> _本文_:
= = =

現代の技術を駆使して、理想のヴィンテージスタイルを追い求める|NH WATCH & Co.

NH WATCH & Co.|ナオヤヒダアンドコー

NH WATCH & Co. 代表取締役 飛田直哉さんインタビュー

1990年から複数の外資系専門商社で時計ビジネスに携わり、2018年、自身の名を冠したブランド「NAOYA HIDA & Co.」を設立した飛田直哉さん。その見識の深さで時計業界に知らぬ者はおらず、また多くの時計ジャーナリストも一目置く人物である。彼を水先案内人に、スイス機械式時計の1980年代以降の復活と現在の活況をひも解きつつ、飛田さんが「NAOYA HIDA & Co.」で提案する時計とは何かを聞いた。

Photographs by OHTAKI Kaku|Text by KOIZUMI Yoko|Edit by TSUCHIDA Takashi

スイス高級時計産業はどのように復活したのか

1970年代のクオーツショック(クオーツ時計の開発により、機械式時計が窮地に陥り、スイス高級時計ブランドの多くが休眠状態や倒産に追い込まれた)から、80年代後半になると、徐々に復活し始める。

= = =

> _課題の要件_:
- A) 本文のうち「1990年から複数の外資系専門商社で」で始まる段落を、主な事実を残したまま箇条書きで短くまとめてください。
- B) 本文の「Photographs by OHTAKI」から「なると、徐々に復活し始める。」までを、一字一句そのまま書き写してください。
エントリーは本文とは別の出典によるものです。

= = =

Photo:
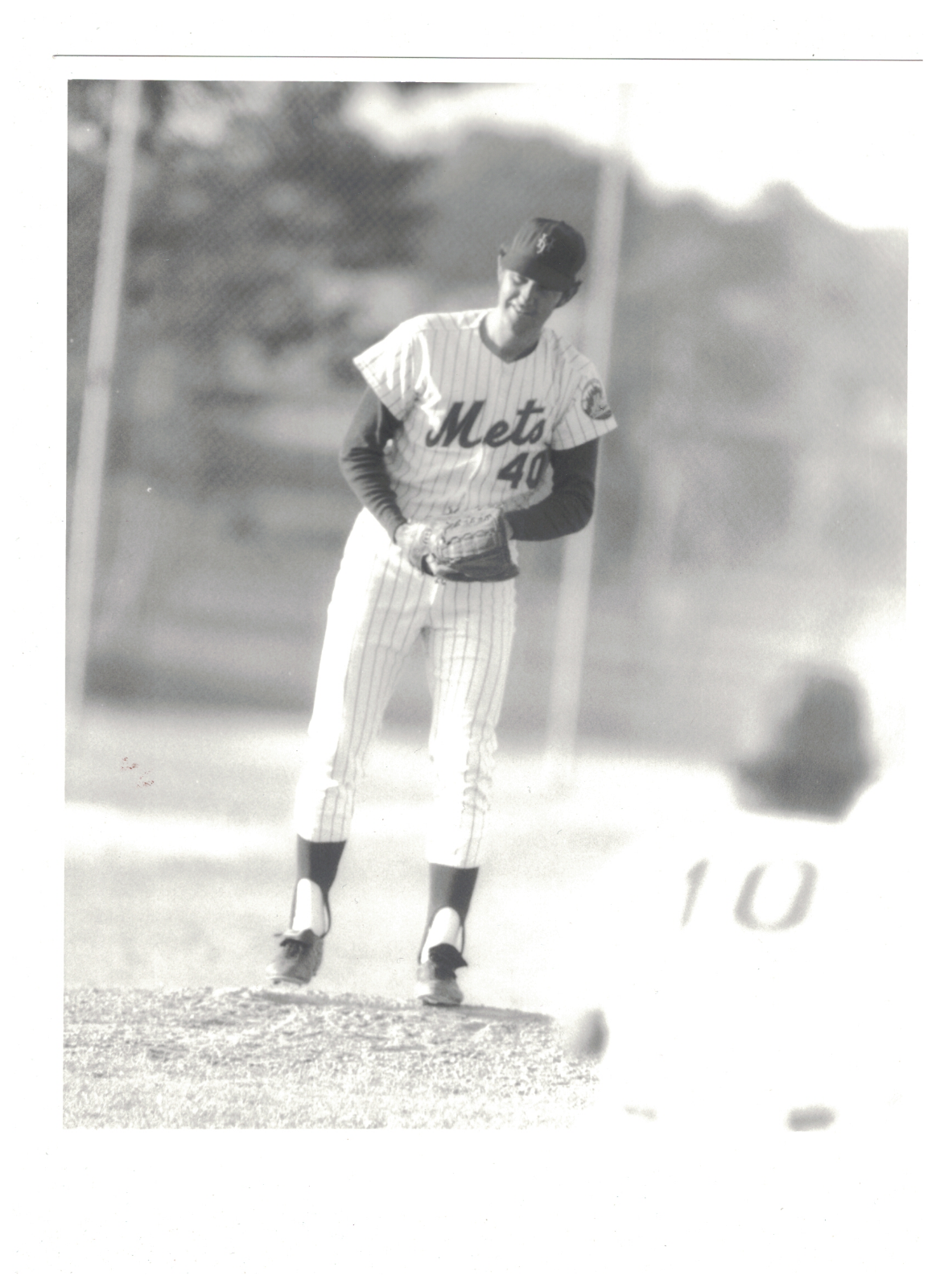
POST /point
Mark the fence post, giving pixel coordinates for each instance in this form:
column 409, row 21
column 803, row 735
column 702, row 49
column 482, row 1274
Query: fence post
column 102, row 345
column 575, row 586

= = =

> _解答_:
- A)
- 飛田直哉さんは1990年から複数の外資系専門商社で時計ビジネスに携わった。
- 2018年に自身の名を冠したブランド「NAOYA HIDA & Co.」を設立した。
- 見識の深さで時計業界に広く知られ、多くの時計ジャーナリストも一目置いている。
- 飛田さんに、スイス機械式時計の1980年代以降の復活と現在の活況、「NAOYA HIDA & Co.」で提案する時計について聞いた。

- B)
Photographs by OHTAKI Kaku|Text by KOIZUMI Yoko|Edit by TSUCHIDA Takashi

スイス高級時計産業はどのように復活したのか

1970年代のクオーツショック(クオーツ時計の開発により、機械式時計が窮地に陥り、スイス高級時計ブランドの多くが休眠状態や倒産に追い込まれた)から、80年代後半になると、徐々に復活し始める。